_Data to use_
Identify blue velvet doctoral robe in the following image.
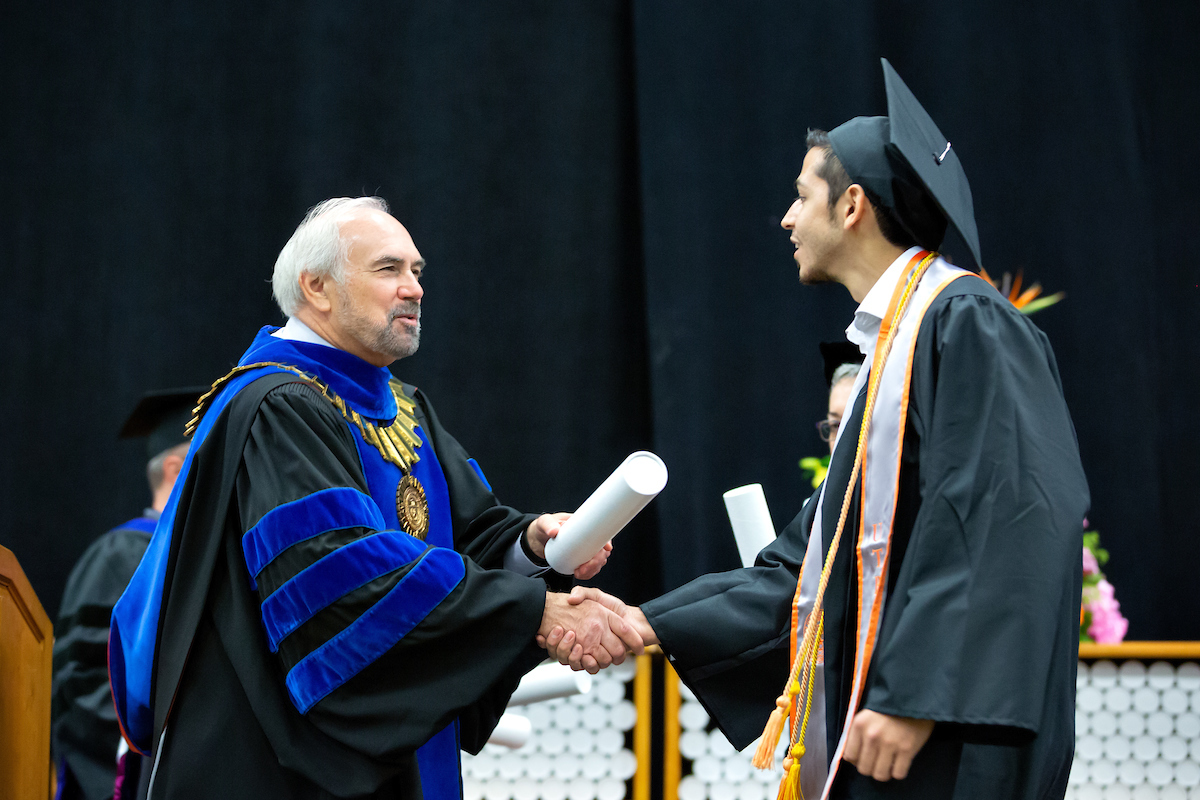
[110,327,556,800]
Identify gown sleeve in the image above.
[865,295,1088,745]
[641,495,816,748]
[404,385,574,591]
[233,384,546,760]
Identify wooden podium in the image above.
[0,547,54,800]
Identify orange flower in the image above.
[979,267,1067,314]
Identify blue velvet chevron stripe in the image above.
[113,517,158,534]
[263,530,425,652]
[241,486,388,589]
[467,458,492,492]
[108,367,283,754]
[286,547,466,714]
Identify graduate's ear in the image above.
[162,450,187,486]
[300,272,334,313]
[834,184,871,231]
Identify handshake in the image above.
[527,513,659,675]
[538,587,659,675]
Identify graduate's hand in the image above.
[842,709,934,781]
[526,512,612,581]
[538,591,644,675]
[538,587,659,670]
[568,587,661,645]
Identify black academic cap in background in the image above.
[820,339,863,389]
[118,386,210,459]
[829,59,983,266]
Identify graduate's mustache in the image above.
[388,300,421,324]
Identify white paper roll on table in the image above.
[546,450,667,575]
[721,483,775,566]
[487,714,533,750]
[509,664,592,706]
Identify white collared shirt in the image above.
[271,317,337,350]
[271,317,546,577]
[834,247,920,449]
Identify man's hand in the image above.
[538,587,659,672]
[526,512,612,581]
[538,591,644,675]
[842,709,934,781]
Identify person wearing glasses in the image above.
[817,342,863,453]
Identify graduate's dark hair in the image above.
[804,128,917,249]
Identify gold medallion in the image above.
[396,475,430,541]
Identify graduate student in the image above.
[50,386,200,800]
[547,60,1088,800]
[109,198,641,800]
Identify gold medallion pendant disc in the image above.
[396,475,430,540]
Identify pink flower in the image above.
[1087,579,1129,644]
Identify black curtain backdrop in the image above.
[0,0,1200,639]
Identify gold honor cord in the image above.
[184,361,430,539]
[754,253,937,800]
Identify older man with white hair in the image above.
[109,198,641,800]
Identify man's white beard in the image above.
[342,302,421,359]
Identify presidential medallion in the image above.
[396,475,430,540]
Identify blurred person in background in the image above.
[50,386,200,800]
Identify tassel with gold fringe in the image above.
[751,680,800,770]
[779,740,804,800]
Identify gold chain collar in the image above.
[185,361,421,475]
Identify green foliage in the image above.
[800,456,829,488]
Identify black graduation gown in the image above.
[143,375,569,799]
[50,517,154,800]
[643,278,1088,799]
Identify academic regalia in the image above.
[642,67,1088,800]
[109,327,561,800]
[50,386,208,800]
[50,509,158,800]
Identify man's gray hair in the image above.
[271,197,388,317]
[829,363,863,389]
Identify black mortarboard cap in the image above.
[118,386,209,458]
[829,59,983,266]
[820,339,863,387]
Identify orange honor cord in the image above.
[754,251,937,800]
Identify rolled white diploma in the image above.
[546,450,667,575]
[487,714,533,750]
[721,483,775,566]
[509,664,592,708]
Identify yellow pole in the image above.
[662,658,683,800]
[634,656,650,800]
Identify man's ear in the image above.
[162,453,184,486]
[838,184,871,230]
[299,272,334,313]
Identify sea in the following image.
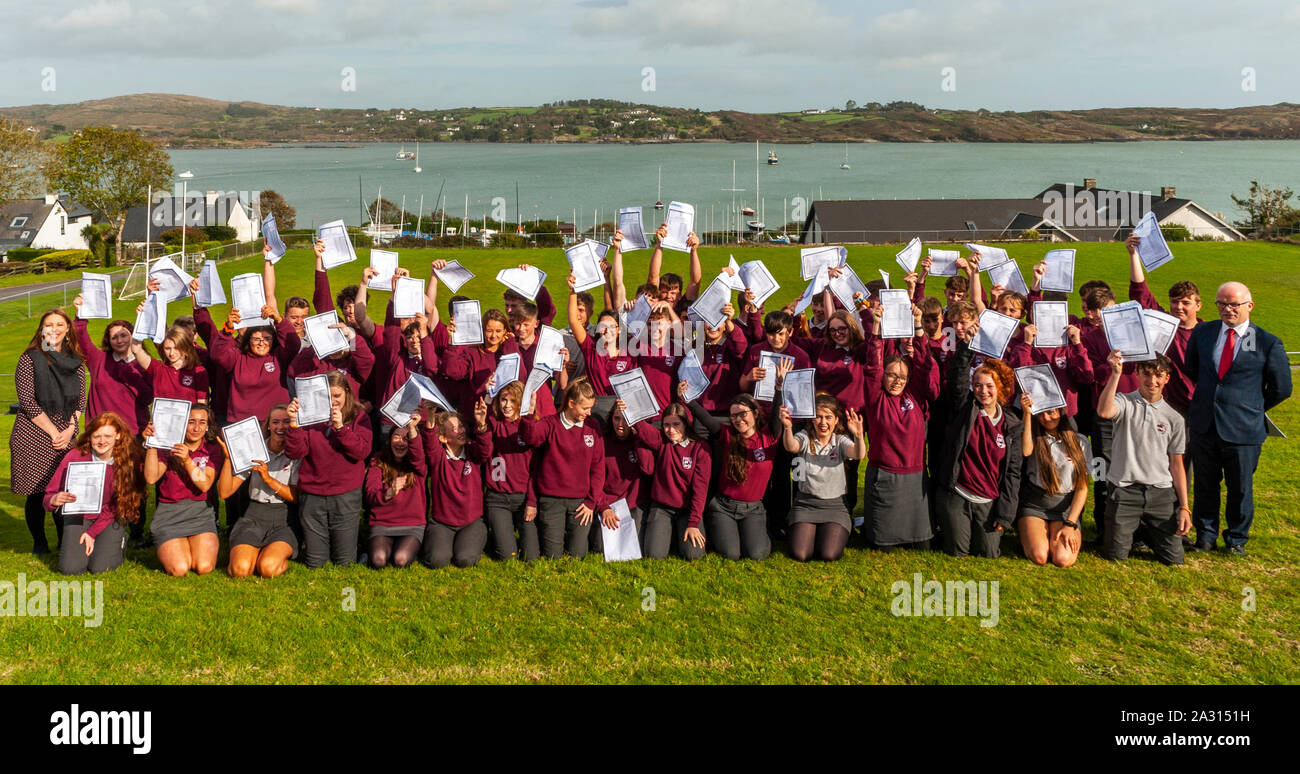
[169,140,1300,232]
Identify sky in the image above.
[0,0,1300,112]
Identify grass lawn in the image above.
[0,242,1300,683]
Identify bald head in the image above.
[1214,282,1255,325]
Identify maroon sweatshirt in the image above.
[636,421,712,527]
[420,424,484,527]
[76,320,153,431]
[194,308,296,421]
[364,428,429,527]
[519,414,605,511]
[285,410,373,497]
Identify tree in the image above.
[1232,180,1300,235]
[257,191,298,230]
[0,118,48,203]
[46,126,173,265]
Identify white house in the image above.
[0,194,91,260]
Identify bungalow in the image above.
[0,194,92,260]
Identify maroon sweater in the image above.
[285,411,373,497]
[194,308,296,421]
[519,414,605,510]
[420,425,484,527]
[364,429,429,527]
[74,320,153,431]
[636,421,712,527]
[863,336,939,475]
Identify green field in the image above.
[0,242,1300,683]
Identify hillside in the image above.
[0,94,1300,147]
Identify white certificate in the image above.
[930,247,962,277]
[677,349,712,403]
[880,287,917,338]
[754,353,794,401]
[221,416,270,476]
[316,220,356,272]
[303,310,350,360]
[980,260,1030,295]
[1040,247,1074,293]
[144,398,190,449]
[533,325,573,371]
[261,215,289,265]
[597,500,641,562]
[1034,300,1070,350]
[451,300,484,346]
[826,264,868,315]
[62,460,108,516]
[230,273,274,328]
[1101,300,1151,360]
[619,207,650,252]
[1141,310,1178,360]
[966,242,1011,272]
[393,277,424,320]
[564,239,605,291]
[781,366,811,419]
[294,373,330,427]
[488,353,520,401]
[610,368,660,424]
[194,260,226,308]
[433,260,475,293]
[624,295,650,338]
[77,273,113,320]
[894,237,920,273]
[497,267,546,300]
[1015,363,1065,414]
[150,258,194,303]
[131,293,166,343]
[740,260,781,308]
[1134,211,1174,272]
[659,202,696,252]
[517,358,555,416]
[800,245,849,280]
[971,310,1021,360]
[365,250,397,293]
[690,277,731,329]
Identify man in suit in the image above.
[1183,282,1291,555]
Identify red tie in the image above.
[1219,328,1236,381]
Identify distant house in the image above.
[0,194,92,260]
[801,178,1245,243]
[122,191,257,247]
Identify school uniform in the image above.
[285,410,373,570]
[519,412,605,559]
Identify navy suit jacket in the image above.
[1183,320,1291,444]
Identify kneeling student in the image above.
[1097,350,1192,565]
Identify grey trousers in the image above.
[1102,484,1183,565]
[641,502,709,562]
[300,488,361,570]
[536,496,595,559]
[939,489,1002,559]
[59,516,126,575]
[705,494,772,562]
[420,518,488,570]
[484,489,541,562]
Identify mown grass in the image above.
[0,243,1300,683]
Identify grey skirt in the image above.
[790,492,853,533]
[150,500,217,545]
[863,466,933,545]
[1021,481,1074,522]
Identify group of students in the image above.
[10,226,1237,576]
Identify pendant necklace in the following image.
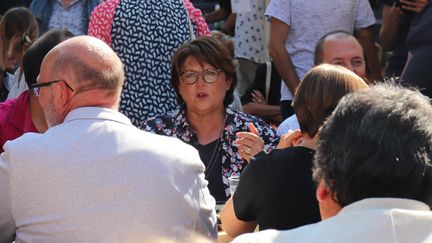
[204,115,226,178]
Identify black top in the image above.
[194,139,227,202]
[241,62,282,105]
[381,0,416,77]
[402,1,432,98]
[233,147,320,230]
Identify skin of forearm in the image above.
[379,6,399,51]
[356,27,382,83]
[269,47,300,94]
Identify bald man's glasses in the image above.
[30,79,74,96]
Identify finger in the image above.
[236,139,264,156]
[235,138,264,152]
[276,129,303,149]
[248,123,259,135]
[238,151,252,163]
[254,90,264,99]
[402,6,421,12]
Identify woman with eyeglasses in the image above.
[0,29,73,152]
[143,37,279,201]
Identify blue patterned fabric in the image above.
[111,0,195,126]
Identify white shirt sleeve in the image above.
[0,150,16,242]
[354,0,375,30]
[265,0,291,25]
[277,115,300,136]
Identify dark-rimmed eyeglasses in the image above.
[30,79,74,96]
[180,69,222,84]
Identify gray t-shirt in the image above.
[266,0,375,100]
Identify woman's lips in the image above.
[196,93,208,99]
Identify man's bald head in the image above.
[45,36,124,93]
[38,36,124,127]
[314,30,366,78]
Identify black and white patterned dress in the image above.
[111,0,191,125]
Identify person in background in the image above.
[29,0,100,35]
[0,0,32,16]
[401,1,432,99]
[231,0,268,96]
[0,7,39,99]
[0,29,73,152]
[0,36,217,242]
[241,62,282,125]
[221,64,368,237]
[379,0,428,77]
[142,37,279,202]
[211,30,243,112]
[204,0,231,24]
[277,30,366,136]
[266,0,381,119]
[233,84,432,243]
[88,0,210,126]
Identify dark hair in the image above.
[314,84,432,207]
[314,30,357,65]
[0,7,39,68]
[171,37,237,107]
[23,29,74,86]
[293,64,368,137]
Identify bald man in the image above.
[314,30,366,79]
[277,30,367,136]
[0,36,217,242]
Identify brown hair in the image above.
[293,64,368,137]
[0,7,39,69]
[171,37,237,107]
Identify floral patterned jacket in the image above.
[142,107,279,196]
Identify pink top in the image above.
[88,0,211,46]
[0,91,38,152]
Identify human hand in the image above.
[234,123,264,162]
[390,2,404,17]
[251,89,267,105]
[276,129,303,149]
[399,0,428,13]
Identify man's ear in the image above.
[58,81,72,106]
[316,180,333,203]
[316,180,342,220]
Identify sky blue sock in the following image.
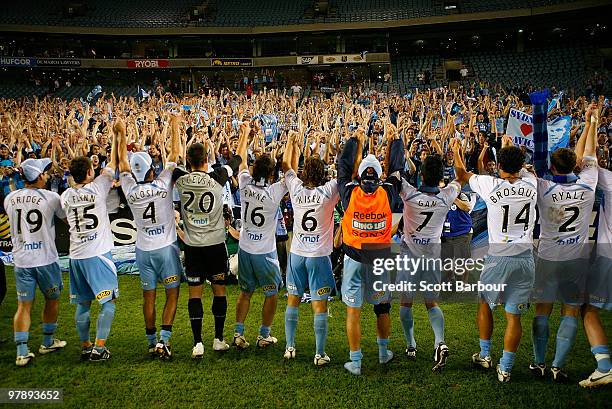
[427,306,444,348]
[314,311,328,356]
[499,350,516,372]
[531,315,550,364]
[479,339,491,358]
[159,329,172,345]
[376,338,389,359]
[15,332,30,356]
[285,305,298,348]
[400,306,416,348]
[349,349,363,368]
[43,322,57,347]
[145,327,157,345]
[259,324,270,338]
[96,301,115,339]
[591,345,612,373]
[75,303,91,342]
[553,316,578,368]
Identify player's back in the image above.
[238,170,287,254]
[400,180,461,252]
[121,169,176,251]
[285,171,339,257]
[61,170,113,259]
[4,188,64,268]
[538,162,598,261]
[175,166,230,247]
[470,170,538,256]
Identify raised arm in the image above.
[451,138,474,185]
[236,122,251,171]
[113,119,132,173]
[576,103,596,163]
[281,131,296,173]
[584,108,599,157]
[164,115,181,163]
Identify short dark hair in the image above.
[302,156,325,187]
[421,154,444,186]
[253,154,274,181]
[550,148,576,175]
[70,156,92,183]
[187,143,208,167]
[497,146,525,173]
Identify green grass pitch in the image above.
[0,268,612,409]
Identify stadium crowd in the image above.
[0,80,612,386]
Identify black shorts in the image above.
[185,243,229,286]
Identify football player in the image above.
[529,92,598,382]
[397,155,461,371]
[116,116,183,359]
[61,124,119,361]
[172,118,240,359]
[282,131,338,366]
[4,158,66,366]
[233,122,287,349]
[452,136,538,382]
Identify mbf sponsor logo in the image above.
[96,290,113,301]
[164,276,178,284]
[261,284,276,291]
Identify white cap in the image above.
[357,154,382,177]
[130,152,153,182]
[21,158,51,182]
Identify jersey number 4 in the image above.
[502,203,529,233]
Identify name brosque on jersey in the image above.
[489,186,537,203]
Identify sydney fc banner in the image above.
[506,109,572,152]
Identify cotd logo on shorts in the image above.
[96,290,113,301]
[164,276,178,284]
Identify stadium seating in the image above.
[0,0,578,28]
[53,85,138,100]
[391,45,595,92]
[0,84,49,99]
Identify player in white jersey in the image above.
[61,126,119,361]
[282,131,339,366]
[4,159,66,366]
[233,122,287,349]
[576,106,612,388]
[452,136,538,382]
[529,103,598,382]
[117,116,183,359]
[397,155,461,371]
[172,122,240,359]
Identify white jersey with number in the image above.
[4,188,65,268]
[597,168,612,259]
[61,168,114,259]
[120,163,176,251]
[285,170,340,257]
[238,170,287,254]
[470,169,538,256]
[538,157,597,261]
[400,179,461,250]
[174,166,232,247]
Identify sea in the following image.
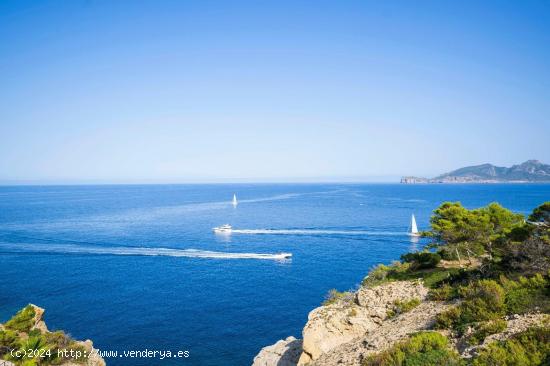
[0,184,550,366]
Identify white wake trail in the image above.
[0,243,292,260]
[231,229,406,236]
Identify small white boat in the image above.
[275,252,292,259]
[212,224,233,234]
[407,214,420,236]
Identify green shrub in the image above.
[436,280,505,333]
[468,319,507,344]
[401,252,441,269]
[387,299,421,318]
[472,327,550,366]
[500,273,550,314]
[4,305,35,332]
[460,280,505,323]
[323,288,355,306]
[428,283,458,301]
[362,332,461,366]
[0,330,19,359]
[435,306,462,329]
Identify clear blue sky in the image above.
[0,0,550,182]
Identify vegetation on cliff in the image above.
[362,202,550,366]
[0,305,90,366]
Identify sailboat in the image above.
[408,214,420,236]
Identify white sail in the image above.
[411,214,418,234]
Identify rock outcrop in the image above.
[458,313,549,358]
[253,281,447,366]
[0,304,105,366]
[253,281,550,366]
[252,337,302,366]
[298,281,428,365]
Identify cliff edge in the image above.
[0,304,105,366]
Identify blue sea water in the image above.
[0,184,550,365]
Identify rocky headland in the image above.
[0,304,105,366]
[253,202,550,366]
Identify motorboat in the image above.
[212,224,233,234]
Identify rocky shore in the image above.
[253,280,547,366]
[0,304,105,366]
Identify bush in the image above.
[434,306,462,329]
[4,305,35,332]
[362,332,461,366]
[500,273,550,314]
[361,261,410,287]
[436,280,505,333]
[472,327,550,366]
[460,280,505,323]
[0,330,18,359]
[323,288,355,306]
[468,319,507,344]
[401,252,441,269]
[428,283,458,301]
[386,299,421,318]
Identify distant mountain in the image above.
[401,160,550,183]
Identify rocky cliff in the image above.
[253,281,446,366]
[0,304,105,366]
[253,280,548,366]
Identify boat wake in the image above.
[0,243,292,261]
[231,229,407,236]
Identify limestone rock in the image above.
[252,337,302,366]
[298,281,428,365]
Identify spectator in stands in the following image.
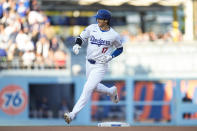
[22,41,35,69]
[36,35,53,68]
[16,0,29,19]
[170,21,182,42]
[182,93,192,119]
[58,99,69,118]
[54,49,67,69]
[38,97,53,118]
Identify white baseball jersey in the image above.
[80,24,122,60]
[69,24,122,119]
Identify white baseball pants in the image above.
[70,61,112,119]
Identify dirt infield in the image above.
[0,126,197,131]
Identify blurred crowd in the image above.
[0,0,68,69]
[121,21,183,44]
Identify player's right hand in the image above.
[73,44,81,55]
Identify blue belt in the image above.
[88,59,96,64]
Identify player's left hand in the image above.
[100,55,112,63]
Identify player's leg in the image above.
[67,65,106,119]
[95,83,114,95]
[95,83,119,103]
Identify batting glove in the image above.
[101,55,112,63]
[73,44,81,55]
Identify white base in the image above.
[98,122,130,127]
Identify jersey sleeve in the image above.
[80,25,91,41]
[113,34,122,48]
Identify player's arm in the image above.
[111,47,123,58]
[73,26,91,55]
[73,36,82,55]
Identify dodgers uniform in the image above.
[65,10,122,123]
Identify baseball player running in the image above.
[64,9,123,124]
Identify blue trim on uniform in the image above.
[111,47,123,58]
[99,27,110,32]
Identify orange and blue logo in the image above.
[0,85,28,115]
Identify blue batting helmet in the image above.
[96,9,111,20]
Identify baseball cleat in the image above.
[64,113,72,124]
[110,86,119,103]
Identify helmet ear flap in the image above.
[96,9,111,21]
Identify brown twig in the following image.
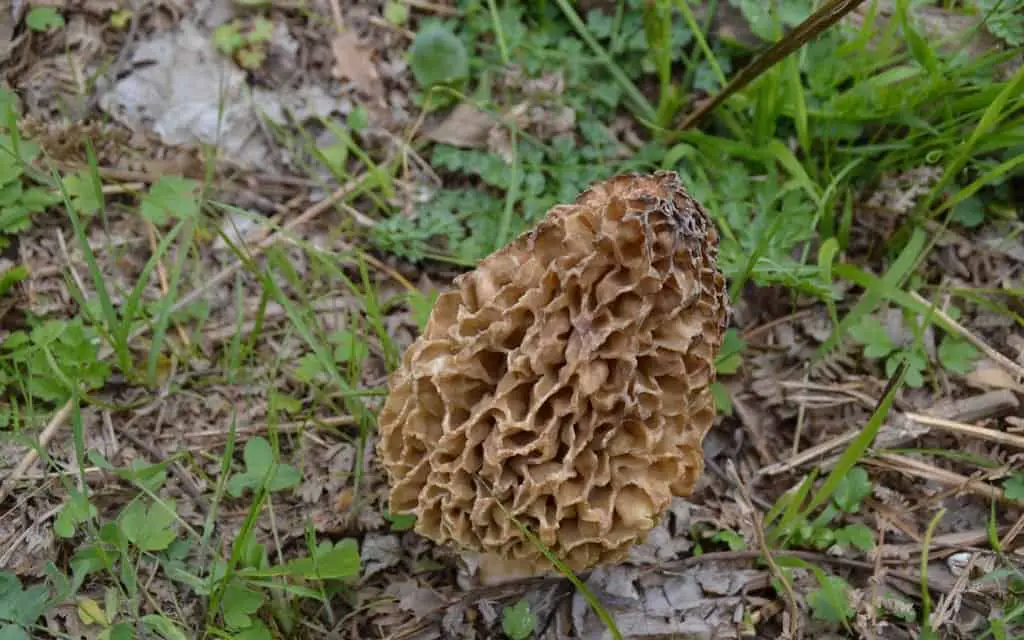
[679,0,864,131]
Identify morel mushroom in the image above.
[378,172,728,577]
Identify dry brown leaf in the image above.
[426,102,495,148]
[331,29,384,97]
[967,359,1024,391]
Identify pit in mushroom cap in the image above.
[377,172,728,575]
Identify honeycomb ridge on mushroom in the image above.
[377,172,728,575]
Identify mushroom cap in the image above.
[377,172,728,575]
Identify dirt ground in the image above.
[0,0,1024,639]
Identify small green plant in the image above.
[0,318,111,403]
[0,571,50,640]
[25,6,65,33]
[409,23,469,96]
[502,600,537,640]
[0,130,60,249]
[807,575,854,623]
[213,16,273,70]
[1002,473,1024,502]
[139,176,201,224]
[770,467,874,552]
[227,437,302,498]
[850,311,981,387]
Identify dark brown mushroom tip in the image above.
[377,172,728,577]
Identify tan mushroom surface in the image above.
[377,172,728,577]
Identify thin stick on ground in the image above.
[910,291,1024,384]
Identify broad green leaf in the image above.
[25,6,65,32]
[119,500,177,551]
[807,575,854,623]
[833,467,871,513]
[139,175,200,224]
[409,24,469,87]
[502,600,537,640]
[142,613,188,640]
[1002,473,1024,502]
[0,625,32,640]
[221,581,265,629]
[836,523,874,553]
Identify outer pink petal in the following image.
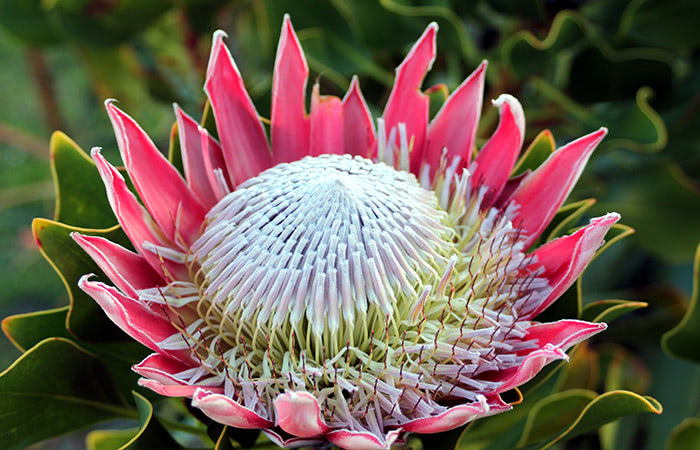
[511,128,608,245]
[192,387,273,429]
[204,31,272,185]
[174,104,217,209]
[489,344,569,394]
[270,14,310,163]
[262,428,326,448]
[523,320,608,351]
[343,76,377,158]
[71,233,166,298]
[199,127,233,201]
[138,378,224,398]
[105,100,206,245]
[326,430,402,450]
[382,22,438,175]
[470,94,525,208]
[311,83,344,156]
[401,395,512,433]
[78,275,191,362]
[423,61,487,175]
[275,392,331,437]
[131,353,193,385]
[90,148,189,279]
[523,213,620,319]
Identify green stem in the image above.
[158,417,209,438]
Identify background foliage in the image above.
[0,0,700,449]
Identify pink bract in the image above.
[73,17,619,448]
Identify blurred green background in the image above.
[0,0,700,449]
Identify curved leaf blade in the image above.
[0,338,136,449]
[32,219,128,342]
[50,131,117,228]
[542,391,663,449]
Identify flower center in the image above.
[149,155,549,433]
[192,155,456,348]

_The exercise_
Output the lines starting at the one containing "Identify presidential medallion" and ending at the one containing "[800,456,829,488]" as a Markdown table with the columns Number and Line, skipping any blank lines.

_The reply_
| Number | Line |
|---|---|
| 1 | Identify presidential medallion in the image above. |
| 2 | [396,475,430,540] |
| 3 | Identify blurred person in background in the image above. |
| 4 | [50,386,200,800] |
| 5 | Identify tassel with gold fringe in the image above. |
| 6 | [751,680,800,770] |
| 7 | [779,740,804,800] |
| 8 | Identify gold chain collar in the image above. |
| 9 | [185,361,421,475] |
| 10 | Identify green foliage in the image above. |
| 11 | [800,456,829,488] |